Task goal: Copy out the part of the rows that starts at the line containing "Ground-truth verification: the flower" and continues through the last row, requests included. Increase every bounding box coordinate in the answers by 93.

(Rows from a labeling collection)
──────────

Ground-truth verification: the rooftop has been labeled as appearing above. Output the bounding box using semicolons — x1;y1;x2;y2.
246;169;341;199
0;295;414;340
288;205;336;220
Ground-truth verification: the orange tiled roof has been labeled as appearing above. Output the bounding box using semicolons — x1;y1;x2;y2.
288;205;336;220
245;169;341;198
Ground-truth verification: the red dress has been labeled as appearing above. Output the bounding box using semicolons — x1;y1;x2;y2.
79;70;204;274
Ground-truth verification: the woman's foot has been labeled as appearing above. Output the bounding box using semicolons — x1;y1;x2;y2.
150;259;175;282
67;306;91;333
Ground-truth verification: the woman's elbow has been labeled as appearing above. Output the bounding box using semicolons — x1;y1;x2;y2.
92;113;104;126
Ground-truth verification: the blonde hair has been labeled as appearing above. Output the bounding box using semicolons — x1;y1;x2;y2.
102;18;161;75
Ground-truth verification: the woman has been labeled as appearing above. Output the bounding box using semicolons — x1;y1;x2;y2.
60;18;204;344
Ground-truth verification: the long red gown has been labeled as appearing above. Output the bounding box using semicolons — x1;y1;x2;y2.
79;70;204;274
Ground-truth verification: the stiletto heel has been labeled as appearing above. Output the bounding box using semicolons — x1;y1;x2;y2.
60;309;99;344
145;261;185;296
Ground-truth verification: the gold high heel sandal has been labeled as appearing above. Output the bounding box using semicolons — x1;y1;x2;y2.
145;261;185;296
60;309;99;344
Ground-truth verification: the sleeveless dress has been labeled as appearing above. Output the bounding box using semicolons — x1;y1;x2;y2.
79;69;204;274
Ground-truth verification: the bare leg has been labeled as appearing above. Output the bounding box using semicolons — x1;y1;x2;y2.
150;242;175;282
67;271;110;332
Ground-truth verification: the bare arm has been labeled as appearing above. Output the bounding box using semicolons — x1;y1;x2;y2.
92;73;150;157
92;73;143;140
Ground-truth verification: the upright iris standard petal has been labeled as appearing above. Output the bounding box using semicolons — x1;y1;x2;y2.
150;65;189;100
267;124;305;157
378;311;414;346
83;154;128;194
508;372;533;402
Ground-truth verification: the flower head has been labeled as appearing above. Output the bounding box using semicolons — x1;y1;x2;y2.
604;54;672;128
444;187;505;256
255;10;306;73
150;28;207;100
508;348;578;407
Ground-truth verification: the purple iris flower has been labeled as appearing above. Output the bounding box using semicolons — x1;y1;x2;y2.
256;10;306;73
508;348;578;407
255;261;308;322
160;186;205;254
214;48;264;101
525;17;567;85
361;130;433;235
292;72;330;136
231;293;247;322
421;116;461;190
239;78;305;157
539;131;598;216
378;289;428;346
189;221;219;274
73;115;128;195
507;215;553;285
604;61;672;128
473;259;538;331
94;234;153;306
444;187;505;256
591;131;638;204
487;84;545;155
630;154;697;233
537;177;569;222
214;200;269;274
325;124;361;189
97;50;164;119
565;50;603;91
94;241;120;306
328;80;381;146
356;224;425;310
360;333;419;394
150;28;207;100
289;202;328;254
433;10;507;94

──────────

Expected answer:
Ground-truth verification: the flower head has been labeled as appearing above. Output the bounding box using semicolons — x1;y1;x2;y2.
697;147;765;221
537;280;598;349
348;103;399;166
243;121;300;193
601;441;671;500
Ground-truth verification: the purple iris flower has been labeled as appearing above. Output the bounding box using semicolons — x1;y1;x2;y2.
349;103;399;166
601;441;671;500
348;354;401;415
253;279;298;347
307;141;357;194
618;110;660;178
454;223;526;328
385;165;423;229
324;386;340;415
514;209;554;283
332;171;398;250
632;224;691;309
471;382;521;439
282;314;312;367
166;208;221;288
600;308;646;378
697;154;765;221
566;352;631;424
187;327;246;399
537;280;598;349
684;224;731;297
580;177;638;248
723;247;790;326
630;270;662;315
307;293;362;367
418;217;454;282
190;143;257;212
658;143;696;184
187;334;213;399
421;173;474;239
449;317;518;403
453;426;512;487
243;121;300;193
382;295;421;347
526;103;600;187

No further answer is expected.